━━━ Document section ━━━
Isaac Aesili was adopted as a baby and, growing up in his new family, listened to a steady diet of classical, jazz, funk, pop - and the soul music of Stevie Wonder.

"He's the greatest of all time," says the 32-year-old producer, trumpet player, and musical jack-of-all-trades. "And there were lots of other artists my brothers and sisters exposed me to, too. I was fortunate to be adopted into a highly musical family - we all tried different instruments when we were young, my mum played ukulele and keyboards and my dad plays trombone and guitar. So that was definitely the foundation for me starting to do my own thing," he says.

But also as a young lad he had a penchant for drumming on anything he could get his hands on. And when Aesili met his birth mother, she told him that his birth father, who he has not yet met, was from Guyana in South America. "And I was like, 'so that's why I was so intent on banging away on pots and pans when I was young'," he smiles.

This diverse mix of influences and musical styles has become a hallmark of Aesili's "future soul music" over the past 15 years. It's music that is rooted in soul but incorporates everything from the classical and jazz sounds his adopted father was so passionate about, to house music, R&B ("as a teenager that was the music I taped off the radio"), electronica, and those swinging South American-meets-Caribbean rhythms of his Guyanan heritage.


He started out in soul fusion band Solaa in the late 1990s and since then has been part of Opensouls, Eru Dangerspiel, and the Recloose Live Band, and released debut solo album Eye See in 2009. More recently he started Latin Aotearoa, a Latin-inspired sound system with Brazilian DJ Bobby Brazuka and Venezuelan singer Jennifer Zea, he also released an album as the Karl Marx Project with his younger brother Mark McNeill last year. He plays in jazz ensemble Circling Sun and is now focused on his latest band, Funkommunity, with singer Rachel Fraser. They released their bobbing and slinky soul debut album, Chequered Thoughts, late last year.
━━━
**Aim of the task**
Pick up the profile of musician Isaac Aesili after its last sentence and continue it. The lines after this profile are separate material with no connection to it.
━━━ Data supplied ━━━
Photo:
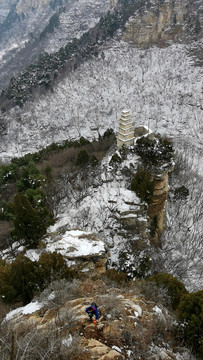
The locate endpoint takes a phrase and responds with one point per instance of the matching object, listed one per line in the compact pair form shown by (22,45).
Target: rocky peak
(164,22)
(129,326)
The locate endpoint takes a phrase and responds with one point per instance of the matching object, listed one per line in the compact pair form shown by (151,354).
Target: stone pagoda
(125,134)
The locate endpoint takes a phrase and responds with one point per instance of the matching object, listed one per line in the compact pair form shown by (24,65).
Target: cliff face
(156,207)
(164,22)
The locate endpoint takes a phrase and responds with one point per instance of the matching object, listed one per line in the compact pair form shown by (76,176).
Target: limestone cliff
(163,22)
(156,207)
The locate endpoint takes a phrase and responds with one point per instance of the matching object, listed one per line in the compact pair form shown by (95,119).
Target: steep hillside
(132,324)
(35,27)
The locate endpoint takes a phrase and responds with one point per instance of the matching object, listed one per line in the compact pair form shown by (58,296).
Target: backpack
(94,305)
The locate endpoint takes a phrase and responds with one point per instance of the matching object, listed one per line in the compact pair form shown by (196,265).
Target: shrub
(28,223)
(154,151)
(20,280)
(143,185)
(175,288)
(190,312)
(52,266)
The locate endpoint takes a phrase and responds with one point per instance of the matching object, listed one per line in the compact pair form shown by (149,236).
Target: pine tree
(27,221)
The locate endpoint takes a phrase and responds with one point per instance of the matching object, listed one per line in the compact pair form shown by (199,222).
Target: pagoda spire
(125,134)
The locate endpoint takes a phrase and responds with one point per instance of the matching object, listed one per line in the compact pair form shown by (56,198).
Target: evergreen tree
(27,221)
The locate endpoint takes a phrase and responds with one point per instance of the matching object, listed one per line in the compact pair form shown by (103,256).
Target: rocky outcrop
(156,207)
(128,326)
(23,6)
(164,22)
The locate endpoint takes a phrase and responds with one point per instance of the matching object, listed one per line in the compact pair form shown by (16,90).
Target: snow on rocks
(76,243)
(24,310)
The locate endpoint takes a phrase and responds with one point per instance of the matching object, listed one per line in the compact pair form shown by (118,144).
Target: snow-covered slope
(162,88)
(20,38)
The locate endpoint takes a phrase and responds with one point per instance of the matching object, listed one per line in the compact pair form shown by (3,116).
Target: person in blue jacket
(92,311)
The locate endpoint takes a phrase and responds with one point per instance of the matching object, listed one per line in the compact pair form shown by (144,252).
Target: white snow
(25,310)
(76,243)
(157,310)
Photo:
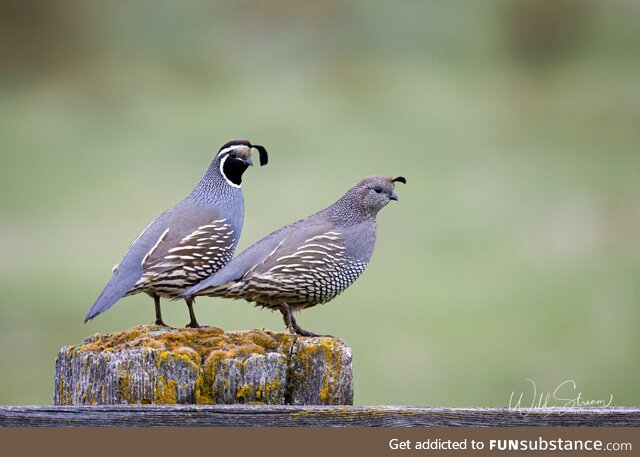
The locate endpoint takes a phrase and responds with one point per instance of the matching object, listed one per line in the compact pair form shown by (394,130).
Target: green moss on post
(158,365)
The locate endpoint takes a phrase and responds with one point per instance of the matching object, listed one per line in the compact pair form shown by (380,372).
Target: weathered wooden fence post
(158,365)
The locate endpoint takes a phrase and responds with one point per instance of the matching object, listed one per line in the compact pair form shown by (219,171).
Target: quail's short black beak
(264,157)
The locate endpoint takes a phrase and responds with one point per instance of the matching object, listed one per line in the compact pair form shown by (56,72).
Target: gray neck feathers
(213,187)
(349,210)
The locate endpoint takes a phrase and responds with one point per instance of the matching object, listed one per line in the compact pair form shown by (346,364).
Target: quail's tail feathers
(117,287)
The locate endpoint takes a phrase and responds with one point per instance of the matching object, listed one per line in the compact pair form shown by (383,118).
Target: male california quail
(188,242)
(310,261)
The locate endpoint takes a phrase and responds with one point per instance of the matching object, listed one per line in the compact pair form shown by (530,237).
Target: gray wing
(149,255)
(302,264)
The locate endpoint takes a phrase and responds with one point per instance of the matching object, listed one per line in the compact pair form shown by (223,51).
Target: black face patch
(233,168)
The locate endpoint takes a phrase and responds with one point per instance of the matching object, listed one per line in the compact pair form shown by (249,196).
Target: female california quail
(188,242)
(310,261)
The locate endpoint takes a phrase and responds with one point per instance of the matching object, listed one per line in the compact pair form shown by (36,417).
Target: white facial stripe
(233,148)
(224,159)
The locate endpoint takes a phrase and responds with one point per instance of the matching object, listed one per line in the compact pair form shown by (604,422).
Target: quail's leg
(193,323)
(300,331)
(286,316)
(156,300)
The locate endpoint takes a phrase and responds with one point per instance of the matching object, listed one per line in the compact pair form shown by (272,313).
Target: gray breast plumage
(314,273)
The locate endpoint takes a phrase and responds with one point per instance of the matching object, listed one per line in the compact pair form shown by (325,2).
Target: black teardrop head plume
(264,158)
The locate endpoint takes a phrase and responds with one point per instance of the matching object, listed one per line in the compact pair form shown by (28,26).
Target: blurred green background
(513,253)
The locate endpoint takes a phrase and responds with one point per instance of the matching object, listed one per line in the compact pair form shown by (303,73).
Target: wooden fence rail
(310,416)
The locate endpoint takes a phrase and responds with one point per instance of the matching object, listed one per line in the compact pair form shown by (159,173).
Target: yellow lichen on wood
(159,365)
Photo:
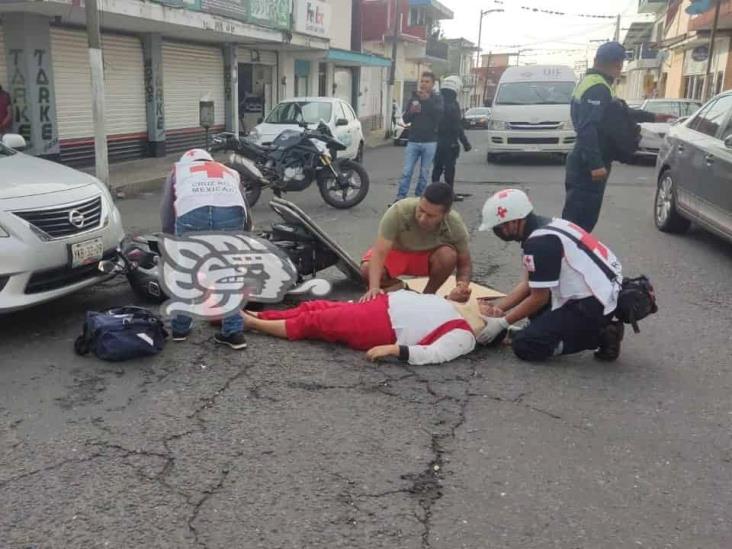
━━━
**Answer for this exercise**
All this and he DJs at various venues around Auckland too, which is like his bread and butter.

While his first love is the trumpet - "If there was an instrument I'd take to a desert island that would be it because it's the one I would be most able to express myself through" - he confesses his favourite instrument is the recording studio because of the sonic scope it allows him.

The Karl Marx album is the perfect example of this sort of thinking. Conceived as an instrumental soundtrack for a sci-fi movie that was never made, it brings together Aesili's forward-thinking soul and dance music with his brother's industrial synth-pop leanings.

Aesili's beats are unique in that they can be glitchy and dancefloor-oriented but with a silky soul and heart to them.

"I gravitate to the more subtle elements of electronic music, and I do take from that glitch thing, but I try to keep the humanity and feeling of the music.

"What I'm trying to do is a find the middle ground between the analogue, very organic traditional soul music and contemporary future soul music which brings in electronic elements - so it's like Kraftwerk meets Stevie Wonder kind of thing."

Or, as Aesili puts it in the liner notes of Eye See: "It's all about the fusion".

"Yeah, that's kind of been my motto for quite some time now," he laughs. "When it comes to music I'm all about diversity. I really need to switch my focus fast, between different genres and different textures and feelings and emotions because that's what it is to be a human being."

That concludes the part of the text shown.